AIM OF THE EXERCISE.
Set down the records below verbatim, from their first line through the line containing "Fill uses the even-odd convention.", including both.

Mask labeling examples
▬▬▬▬▬▬▬▬▬▬

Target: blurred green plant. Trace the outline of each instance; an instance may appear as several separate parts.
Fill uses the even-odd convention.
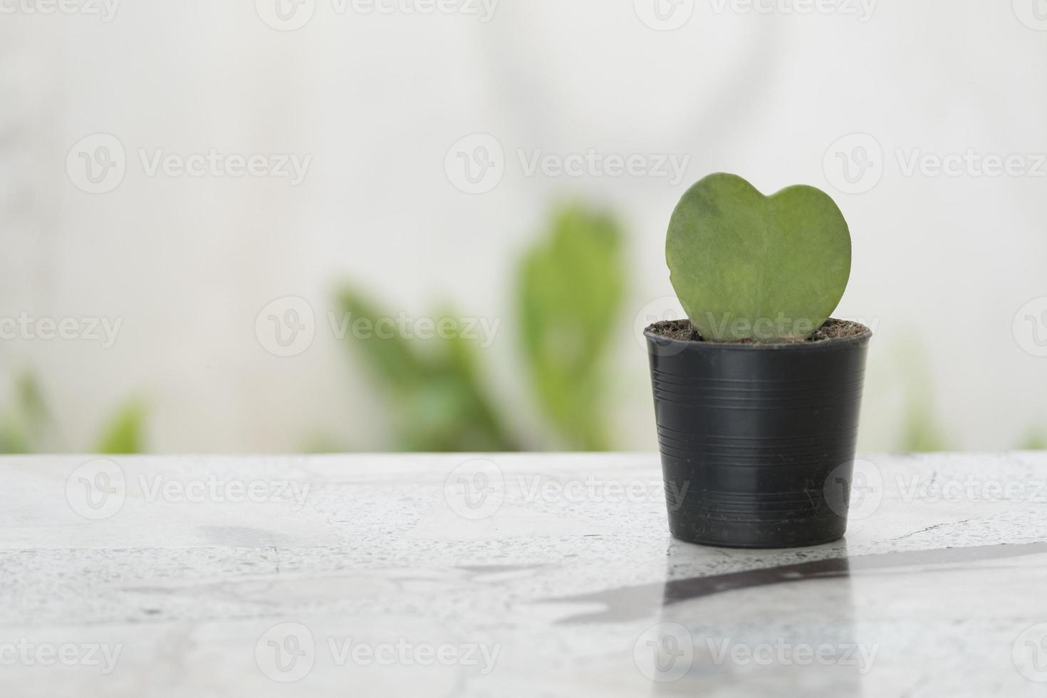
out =
[[[1047,430],[1032,429],[1018,446],[1020,451],[1047,451]]]
[[[622,231],[580,204],[558,209],[520,263],[524,359],[538,406],[571,448],[609,448],[605,359],[625,295]]]
[[[146,416],[139,401],[121,406],[104,427],[94,452],[143,452]],[[0,413],[0,453],[53,452],[57,441],[40,381],[31,373],[21,374],[15,381],[12,407]]]
[[[96,453],[141,453],[146,450],[146,405],[132,400],[121,406],[102,432],[95,446]]]
[[[717,173],[673,210],[666,261],[681,305],[707,340],[801,339],[843,298],[850,230],[821,189],[799,184],[767,197]]]
[[[609,447],[603,406],[604,359],[624,296],[622,232],[607,213],[580,204],[559,208],[549,233],[517,270],[516,306],[522,354],[536,402],[570,448]],[[376,328],[384,312],[346,289],[337,305],[352,325]],[[478,352],[462,336],[454,313],[435,321],[455,330],[445,338],[408,339],[401,333],[365,338],[349,333],[393,414],[396,448],[408,451],[513,451],[507,428],[480,369]],[[331,443],[315,440],[314,444]]]
[[[347,322],[379,327],[385,313],[363,294],[342,290],[338,306]],[[516,445],[482,385],[475,347],[461,336],[452,313],[438,315],[441,338],[407,339],[397,332],[350,339],[378,379],[393,411],[398,448],[415,452],[512,451]]]
[[[934,385],[927,351],[915,334],[903,339],[898,346],[899,374],[906,386],[908,404],[903,412],[901,453],[935,453],[948,451],[950,444],[939,424],[934,405]]]
[[[32,374],[15,381],[14,407],[0,415],[0,453],[30,453],[43,440],[47,406]]]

▬▬▬▬▬▬▬▬▬▬

OUTPUT FOR THIS EXERCISE.
Target: blurred green plant. Trace the outline of each instance; an instance may appear as several separate parts.
Fill uses the even-odd convention.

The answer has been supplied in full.